» **INSTRUCTIONS FOR THE TASK**
Whatever pictures appear, omit them, and repeat the data below exactly.

Stored entries
· · · ·

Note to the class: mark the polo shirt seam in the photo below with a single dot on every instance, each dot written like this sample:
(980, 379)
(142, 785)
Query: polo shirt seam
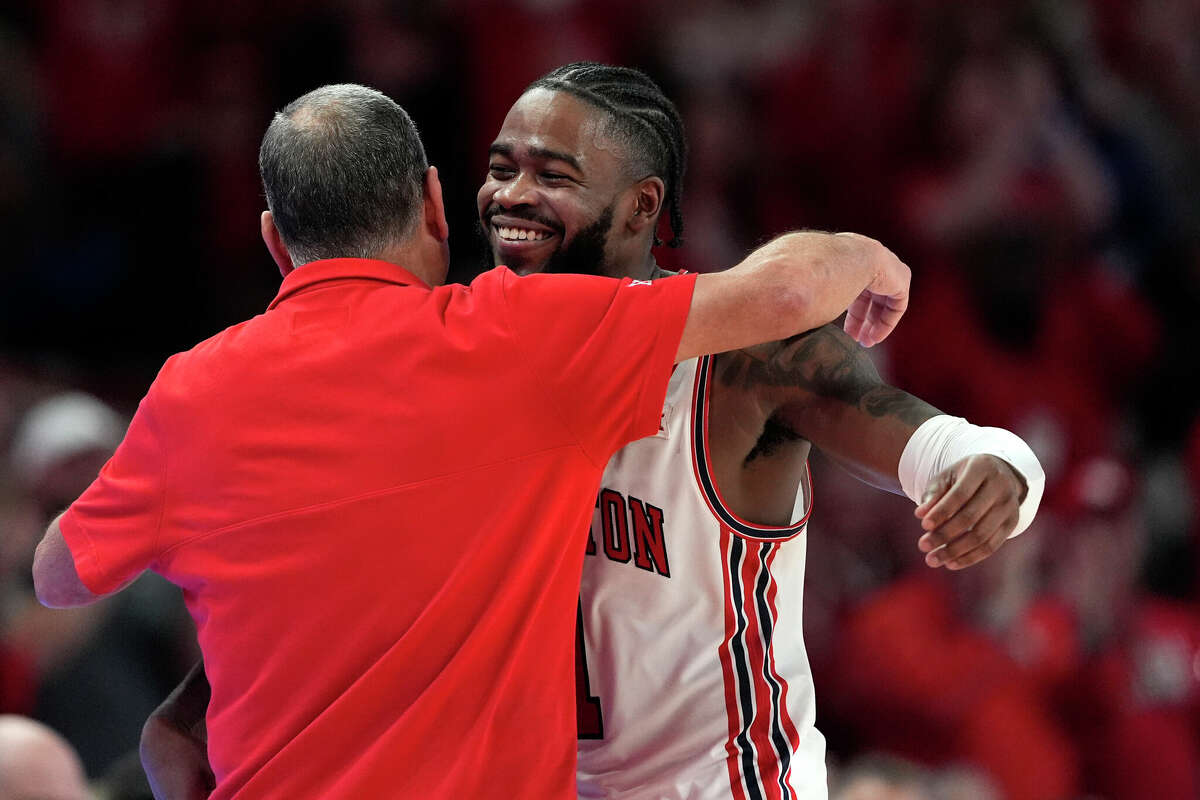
(533, 378)
(355, 498)
(165, 473)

· · · ·

» **EXERCISE SOLUTION**
Note to the class: mark the polo shirt seam in the photo below with a single dot on every instance, each dot written like this sample:
(980, 379)
(142, 785)
Query: polo shirt seam
(533, 378)
(355, 498)
(165, 473)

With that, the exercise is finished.